**SHORT EXERCISE:**
Find each line in the data below that contains the string "dark", and copy those lines out. Case counts.

==== PROVIDED MATERIAL ====

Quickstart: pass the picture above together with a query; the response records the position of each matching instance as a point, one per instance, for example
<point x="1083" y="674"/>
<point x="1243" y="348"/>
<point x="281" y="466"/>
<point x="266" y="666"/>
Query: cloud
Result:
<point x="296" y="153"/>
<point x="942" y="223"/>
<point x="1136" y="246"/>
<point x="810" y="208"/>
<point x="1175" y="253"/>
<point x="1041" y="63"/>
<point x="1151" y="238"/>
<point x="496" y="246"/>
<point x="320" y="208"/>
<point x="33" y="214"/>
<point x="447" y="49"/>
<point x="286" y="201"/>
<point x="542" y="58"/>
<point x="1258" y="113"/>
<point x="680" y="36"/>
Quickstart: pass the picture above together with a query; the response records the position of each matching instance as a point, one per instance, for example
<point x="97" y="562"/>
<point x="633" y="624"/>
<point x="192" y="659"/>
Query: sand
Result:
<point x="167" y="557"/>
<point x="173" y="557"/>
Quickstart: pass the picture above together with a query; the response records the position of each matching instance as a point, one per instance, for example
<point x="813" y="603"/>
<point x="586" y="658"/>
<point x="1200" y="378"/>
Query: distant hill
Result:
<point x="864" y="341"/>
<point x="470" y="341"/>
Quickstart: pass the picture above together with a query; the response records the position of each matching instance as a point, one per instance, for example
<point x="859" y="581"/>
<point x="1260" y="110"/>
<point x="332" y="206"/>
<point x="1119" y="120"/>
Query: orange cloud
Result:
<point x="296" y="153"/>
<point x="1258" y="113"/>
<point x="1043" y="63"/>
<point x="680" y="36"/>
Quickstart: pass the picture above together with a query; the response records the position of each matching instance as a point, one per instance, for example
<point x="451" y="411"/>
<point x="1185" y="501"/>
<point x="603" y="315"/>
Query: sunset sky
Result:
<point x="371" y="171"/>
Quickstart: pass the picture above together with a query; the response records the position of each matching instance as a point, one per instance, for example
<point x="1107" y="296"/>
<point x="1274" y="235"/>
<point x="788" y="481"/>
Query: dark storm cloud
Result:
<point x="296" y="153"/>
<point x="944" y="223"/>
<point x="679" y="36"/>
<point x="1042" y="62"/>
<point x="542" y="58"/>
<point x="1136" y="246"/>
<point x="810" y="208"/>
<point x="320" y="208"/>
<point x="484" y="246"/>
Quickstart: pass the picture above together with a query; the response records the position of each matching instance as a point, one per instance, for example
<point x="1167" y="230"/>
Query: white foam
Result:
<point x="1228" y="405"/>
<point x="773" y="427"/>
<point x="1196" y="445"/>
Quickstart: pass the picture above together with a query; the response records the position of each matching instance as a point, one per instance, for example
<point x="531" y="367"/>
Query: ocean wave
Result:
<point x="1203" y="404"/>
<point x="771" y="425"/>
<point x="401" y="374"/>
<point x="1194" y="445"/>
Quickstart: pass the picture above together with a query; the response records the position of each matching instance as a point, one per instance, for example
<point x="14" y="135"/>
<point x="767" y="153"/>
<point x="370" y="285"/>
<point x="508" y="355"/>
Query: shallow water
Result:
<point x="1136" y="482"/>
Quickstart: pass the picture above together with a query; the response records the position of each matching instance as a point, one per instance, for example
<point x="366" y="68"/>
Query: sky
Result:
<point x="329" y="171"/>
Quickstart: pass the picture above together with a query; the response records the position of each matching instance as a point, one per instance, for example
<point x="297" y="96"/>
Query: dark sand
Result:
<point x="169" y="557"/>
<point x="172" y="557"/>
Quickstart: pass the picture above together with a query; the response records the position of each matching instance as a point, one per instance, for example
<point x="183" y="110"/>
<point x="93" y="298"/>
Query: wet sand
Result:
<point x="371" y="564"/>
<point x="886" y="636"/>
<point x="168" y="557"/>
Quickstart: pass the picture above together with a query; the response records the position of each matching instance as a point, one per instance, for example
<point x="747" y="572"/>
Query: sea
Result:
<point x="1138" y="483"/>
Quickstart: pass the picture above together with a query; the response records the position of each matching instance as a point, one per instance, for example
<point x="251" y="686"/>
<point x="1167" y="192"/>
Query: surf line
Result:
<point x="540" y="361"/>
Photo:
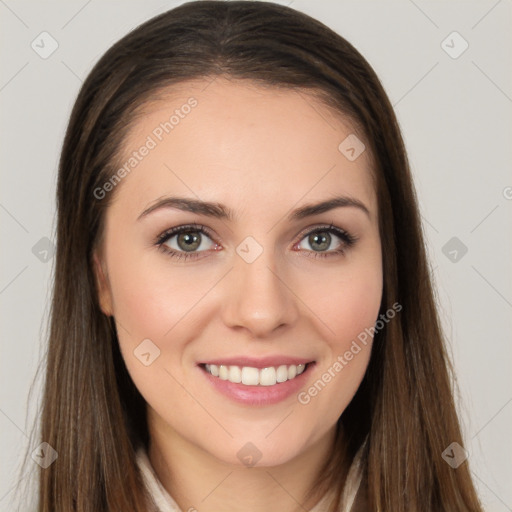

====

**FULL SOLUTION:**
Query: dark storm cloud
Query: dark sand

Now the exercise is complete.